What to work on: Render every line of the entries below as a Markdown table with two columns, Row and Text: Row gives a running number, Text holds the line, and blank lines are left out.

Extracted data:
● ● ● ● ●
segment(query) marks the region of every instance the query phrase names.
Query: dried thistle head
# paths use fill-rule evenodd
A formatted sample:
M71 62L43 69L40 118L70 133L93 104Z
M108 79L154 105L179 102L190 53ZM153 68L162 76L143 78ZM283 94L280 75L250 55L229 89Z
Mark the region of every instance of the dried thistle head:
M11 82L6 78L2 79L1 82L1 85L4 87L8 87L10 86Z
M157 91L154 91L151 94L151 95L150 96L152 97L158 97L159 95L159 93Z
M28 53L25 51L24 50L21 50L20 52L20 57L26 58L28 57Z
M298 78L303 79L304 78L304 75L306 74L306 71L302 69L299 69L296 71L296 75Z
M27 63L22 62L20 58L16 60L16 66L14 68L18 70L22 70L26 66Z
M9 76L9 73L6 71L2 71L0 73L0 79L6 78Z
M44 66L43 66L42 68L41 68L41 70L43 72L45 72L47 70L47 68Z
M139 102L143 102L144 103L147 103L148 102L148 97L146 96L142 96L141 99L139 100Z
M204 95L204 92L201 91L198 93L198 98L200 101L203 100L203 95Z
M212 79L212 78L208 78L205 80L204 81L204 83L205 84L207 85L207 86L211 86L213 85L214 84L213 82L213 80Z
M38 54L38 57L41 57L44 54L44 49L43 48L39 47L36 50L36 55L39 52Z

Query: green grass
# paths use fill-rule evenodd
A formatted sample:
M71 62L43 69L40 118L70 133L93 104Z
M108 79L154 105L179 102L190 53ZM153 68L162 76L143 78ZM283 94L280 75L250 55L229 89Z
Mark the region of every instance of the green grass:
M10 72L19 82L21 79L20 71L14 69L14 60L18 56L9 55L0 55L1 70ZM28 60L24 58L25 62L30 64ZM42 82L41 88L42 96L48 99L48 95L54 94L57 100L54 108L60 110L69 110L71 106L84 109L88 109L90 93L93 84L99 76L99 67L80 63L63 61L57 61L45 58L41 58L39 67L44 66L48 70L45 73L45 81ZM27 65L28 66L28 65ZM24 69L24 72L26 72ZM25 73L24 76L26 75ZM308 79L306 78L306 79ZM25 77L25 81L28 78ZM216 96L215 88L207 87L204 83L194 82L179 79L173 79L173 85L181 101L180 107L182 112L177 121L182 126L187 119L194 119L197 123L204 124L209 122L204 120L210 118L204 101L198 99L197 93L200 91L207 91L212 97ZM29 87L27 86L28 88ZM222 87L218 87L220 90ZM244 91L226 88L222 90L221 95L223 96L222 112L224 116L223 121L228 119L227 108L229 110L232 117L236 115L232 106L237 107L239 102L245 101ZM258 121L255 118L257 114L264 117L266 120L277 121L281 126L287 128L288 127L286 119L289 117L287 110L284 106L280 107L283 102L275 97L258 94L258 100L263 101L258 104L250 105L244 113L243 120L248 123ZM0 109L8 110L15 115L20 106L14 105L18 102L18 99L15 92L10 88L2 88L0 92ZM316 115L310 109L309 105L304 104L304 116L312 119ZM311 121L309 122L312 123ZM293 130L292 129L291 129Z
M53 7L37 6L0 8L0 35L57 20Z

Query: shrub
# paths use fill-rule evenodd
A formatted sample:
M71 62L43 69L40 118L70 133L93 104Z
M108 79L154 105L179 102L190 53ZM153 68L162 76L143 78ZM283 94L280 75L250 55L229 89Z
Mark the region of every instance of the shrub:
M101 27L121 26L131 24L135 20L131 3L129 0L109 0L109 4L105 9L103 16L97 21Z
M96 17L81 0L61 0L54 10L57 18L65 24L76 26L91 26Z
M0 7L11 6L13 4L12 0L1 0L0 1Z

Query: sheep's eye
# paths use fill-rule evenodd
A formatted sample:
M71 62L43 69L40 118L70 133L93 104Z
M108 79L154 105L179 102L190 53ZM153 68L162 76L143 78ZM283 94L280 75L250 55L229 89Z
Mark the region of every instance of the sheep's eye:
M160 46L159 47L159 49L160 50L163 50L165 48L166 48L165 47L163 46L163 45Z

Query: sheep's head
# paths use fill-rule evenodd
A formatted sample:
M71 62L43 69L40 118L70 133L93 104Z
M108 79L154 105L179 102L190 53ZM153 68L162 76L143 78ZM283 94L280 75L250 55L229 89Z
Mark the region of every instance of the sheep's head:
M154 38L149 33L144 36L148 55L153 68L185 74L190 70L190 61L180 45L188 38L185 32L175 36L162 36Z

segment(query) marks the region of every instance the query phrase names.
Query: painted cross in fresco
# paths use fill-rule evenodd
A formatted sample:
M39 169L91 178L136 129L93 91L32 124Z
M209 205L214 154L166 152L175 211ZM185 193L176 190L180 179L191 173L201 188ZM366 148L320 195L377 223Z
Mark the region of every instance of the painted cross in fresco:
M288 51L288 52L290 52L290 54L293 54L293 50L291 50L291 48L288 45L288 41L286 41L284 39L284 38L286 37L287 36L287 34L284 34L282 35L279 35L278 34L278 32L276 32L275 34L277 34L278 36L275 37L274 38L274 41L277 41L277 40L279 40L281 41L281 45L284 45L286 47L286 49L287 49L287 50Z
● ● ● ● ●
Written solution:
| Row | Text |
|---|---|
| 1 | segment(query) marks the region of every instance the query phrase names. |
| 2 | Query: dried thistle head |
| 3 | # paths use fill-rule evenodd |
| 4 | A formatted sample: |
| 5 | M71 62L43 69L40 118L70 133L93 104Z |
| 6 | M108 79L154 105L179 102L190 53ZM153 68L162 76L143 78ZM283 94L280 75L250 55L229 89Z |
| 7 | Mark the region of every instance of the dried thistle head: |
| 8 | M11 82L6 78L2 79L1 82L1 85L4 87L8 87L10 86Z |
| 9 | M157 91L154 91L151 94L151 95L150 96L152 97L158 97L159 95L159 93Z |
| 10 | M28 53L25 51L24 50L21 50L20 52L20 57L26 58L28 57Z |
| 11 | M298 78L303 79L304 78L304 75L306 74L306 71L302 69L299 69L296 71L296 75Z |
| 12 | M27 63L22 62L20 58L16 60L16 66L14 68L18 70L22 70L26 66Z |
| 13 | M9 76L9 73L6 71L2 71L0 73L0 79L6 78Z |
| 14 | M44 66L43 66L42 68L41 68L41 70L43 72L45 72L47 70L47 68Z |
| 15 | M139 102L143 102L144 103L147 103L148 102L148 97L146 96L142 96L141 99L139 100Z |
| 16 | M204 95L204 92L201 91L198 93L198 98L200 101L203 100L203 95Z |
| 17 | M212 79L212 78L208 78L205 80L204 81L204 83L205 84L207 85L207 86L211 86L213 85L214 84L213 82L213 80Z |
| 18 | M38 54L38 57L41 57L44 54L44 49L43 48L39 47L36 50L36 55L39 52Z |
| 19 | Query: green grass |
| 20 | # paths use fill-rule evenodd |
| 21 | A formatted sample: |
| 22 | M71 62L43 69L40 118L70 133L93 104Z |
| 23 | M108 79L154 105L179 102L190 53ZM153 68L162 76L143 78ZM283 94L280 75L250 55L229 89Z |
| 24 | Mark the region of every instance of the green grass: |
| 25 | M10 72L19 82L21 79L20 71L14 69L14 60L18 56L9 55L0 55L1 70ZM28 60L24 58L25 62L30 64ZM42 82L41 88L42 96L48 99L48 95L54 94L57 100L54 108L60 110L69 110L71 106L84 109L88 109L90 93L93 84L99 76L99 67L80 63L63 61L57 61L45 58L41 58L39 67L44 66L48 70L45 73L45 81ZM27 65L28 66L28 65ZM24 69L24 72L26 72ZM25 73L24 76L26 75ZM308 79L306 78L306 79ZM25 77L25 81L28 78ZM216 96L215 88L207 87L204 83L194 82L179 79L173 79L173 85L181 101L180 107L182 112L177 121L182 126L187 119L194 119L197 123L204 124L209 122L204 120L210 118L204 101L198 99L197 93L200 91L207 91L212 97ZM29 87L27 86L28 88ZM222 87L218 87L220 90ZM244 91L226 88L222 90L221 95L223 96L222 112L224 116L223 121L228 119L227 108L229 110L232 117L236 115L232 106L237 107L239 102L245 101ZM258 121L255 118L257 114L264 117L266 120L277 121L281 126L287 128L288 127L286 119L289 117L287 110L284 106L280 107L283 102L275 97L258 94L258 100L263 101L258 104L250 105L244 113L243 120L248 123ZM0 109L8 110L15 115L20 106L14 105L18 102L18 99L15 92L10 88L2 88L0 92ZM316 115L310 109L309 105L304 104L304 116L312 119ZM311 121L309 122L312 123ZM293 130L292 129L291 129Z |
| 26 | M53 7L37 6L0 8L0 35L57 20Z |
| 27 | Query: shrub |
| 28 | # paths use fill-rule evenodd |
| 29 | A formatted sample: |
| 30 | M71 62L43 69L40 118L70 133L93 104Z |
| 31 | M108 79L154 105L179 102L190 53ZM153 68L162 76L143 78ZM283 94L280 75L250 55L229 89Z |
| 32 | Mark the region of every instance of the shrub: |
| 33 | M101 27L121 26L131 24L135 20L131 3L129 0L109 0L109 4L105 9L103 16L97 21Z |
| 34 | M96 17L81 0L61 0L54 10L57 18L65 24L76 26L91 26Z |
| 35 | M0 7L11 6L13 4L12 0L1 0L0 1Z |
| 36 | Query: sheep's eye |
| 37 | # paths use fill-rule evenodd |
| 38 | A formatted sample: |
| 39 | M71 62L43 69L40 118L70 133L93 104Z |
| 40 | M108 79L154 105L179 102L190 53ZM153 68L162 76L143 78ZM283 94L280 75L250 55L229 89Z |
| 41 | Mark the region of every instance of the sheep's eye: |
| 42 | M160 46L159 47L159 49L160 50L163 50L165 48L166 48L165 47L163 46L163 45Z |
| 43 | Query: sheep's head |
| 44 | # paths use fill-rule evenodd |
| 45 | A formatted sample: |
| 46 | M71 62L43 69L40 118L70 133L93 104Z |
| 47 | M108 79L154 105L179 102L190 53ZM153 68L162 76L143 78ZM283 94L280 75L250 55L229 89Z |
| 48 | Mark the region of every instance of the sheep's head: |
| 49 | M154 38L149 33L144 36L148 55L153 68L185 74L190 70L190 61L180 45L188 38L185 32L175 36L162 36Z |
| 50 | segment(query) marks the region of every instance the query phrase names. |
| 51 | Query: painted cross in fresco |
| 52 | # paths use fill-rule evenodd |
| 53 | A formatted sample: |
| 54 | M39 169L91 178L136 129L93 91L32 124Z |
| 55 | M209 205L214 154L166 152L175 211ZM185 193L176 190L180 179L191 173L201 188ZM366 148L320 195L377 223Z |
| 56 | Mark the region of every instance of the painted cross in fresco: |
| 57 | M288 51L288 52L290 52L290 54L293 54L293 50L291 50L291 48L288 45L288 41L286 41L284 39L284 38L286 37L287 36L287 34L284 34L282 35L279 35L278 34L278 32L276 32L275 34L277 34L278 36L275 37L274 38L274 41L277 41L277 40L279 40L281 41L281 45L284 45L286 47L286 49L287 49L287 50Z |